Required task:
Answer these questions using the text on quadratic constraints:
1. Into what kind of constraints can quadratic constraints be converted?
2. What does the text state about whether $t$ must be a decision variable?
3. What two other names does the text give for the second-order cone?

Text excerpt:
# Quadratic constraints to second-order conic ones

In the previous post we discussed how we can project onto the epigraph of the squared norm. However, when in an optimisation problem we encounter constraints of the form

\begin{aligned} (x,t)\in \mathrm{epi}_{\|{}\cdot{}\|^2} \end{aligned}

That is, quadratic constraints (of the form $\|x\|^2 \leq t$), these can be converted to second-order conic constraints.

Note that $t$ in the constraints may or may not be a decision variable (it may as well be a constant).

The following identity does the trick:

\begin{aligned} t = \left(\frac{t+1}{2}\right)^2 - \left(\frac{t-1}{2}\right)^2. \end{aligned}

Then,

\begin{aligned} \mathrm{epi}_{\|{}\cdot{}\|^2} &= \{ (x,t) {}:{} \|x\|^2 \leq t \}\\ &= \left\{ (x,t) {}:{} \|x\|^2 \leq \left(\frac{t+1}{2}\right)^2 - \left(\frac{t-1}{2}\right)^2 \right\}\\ &= \left\{ (x,t) {}:{} \|x\|^2 + \left(\frac{t-1}{2}\right)^2\leq \left(\frac{t+1}{2}\right)^2 \right\}\\ &= \left\{ (x,t) {}:{} \left\| \begin{bmatrix}x\\ \frac{t-1}{2}\end{bmatrix} \right\|^2 \leq \left(\frac{t+1}{2}\right)^2 \right\}\\ &= \left\{ (x,t) {}:{} \left\| \begin{bmatrix}x\\ \frac{t-1}{2}\end{bmatrix} \right\| \leq \frac{t+1}{2} \right\}\\ &= \left\{ (x,t) {}:{} \begin{bmatrix}x\\ \frac{t-1}{2}\\ \frac{t+1}{2}\end{bmatrix} \in \mathcal{K}_{\mathrm{soc}} \right\}, \end{aligned}

where $\mathcal{K}_{\mathrm{soc}}$ is the second-order cone, also known as Lorentz cone or ice cream cone.

Items:

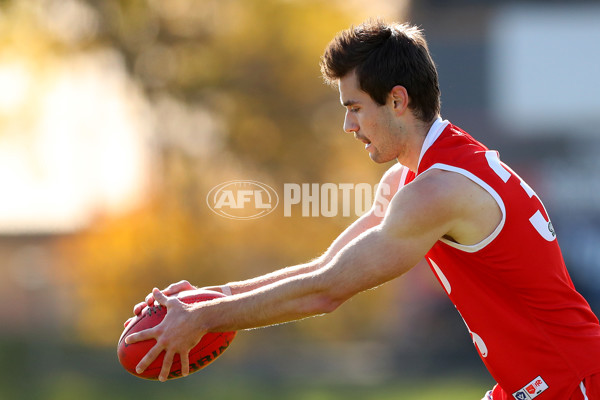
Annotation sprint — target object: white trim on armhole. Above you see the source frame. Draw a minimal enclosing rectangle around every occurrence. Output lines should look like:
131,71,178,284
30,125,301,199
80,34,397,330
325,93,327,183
425,163,506,253
579,381,589,400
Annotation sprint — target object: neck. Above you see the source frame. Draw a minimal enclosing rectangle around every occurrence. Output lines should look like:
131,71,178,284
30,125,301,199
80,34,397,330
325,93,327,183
398,117,437,173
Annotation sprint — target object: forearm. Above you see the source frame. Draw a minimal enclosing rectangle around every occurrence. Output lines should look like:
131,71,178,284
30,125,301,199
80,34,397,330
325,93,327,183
193,225,416,331
207,213,380,295
219,258,324,295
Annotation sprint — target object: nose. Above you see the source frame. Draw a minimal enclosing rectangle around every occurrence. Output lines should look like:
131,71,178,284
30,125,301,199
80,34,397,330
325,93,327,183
344,111,358,133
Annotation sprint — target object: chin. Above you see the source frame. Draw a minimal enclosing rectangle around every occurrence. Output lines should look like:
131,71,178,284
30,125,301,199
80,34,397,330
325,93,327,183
369,153,396,164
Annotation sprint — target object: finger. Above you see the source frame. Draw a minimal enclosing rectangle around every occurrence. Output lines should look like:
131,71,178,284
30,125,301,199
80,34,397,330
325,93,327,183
162,280,196,296
179,352,190,376
158,351,175,382
133,301,146,315
144,293,154,307
135,344,163,374
152,288,169,307
125,328,156,344
123,317,135,328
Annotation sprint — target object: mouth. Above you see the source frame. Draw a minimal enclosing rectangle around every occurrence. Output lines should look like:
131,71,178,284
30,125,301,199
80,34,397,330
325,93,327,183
354,134,371,149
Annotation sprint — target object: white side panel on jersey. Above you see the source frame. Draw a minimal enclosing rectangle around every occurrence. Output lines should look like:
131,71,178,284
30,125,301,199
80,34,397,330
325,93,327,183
427,163,506,253
417,117,450,170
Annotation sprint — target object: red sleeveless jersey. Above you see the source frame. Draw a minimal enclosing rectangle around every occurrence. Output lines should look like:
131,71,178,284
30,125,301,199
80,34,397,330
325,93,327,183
408,119,600,400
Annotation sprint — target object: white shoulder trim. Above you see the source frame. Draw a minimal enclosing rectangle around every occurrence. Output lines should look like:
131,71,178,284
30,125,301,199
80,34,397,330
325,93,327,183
417,117,450,171
427,163,506,253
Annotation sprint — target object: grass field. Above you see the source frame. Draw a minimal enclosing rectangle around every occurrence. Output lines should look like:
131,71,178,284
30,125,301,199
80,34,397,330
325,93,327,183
0,340,491,400
0,375,485,400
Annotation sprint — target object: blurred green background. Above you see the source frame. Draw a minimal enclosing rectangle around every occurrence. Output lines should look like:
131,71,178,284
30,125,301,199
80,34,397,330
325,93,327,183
0,0,600,400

Final result:
1. Second-order conic constraints.
2. $t$ may or may not be a decision variable; it may also be a constant.
3. Lorentz cone and ice cream cone.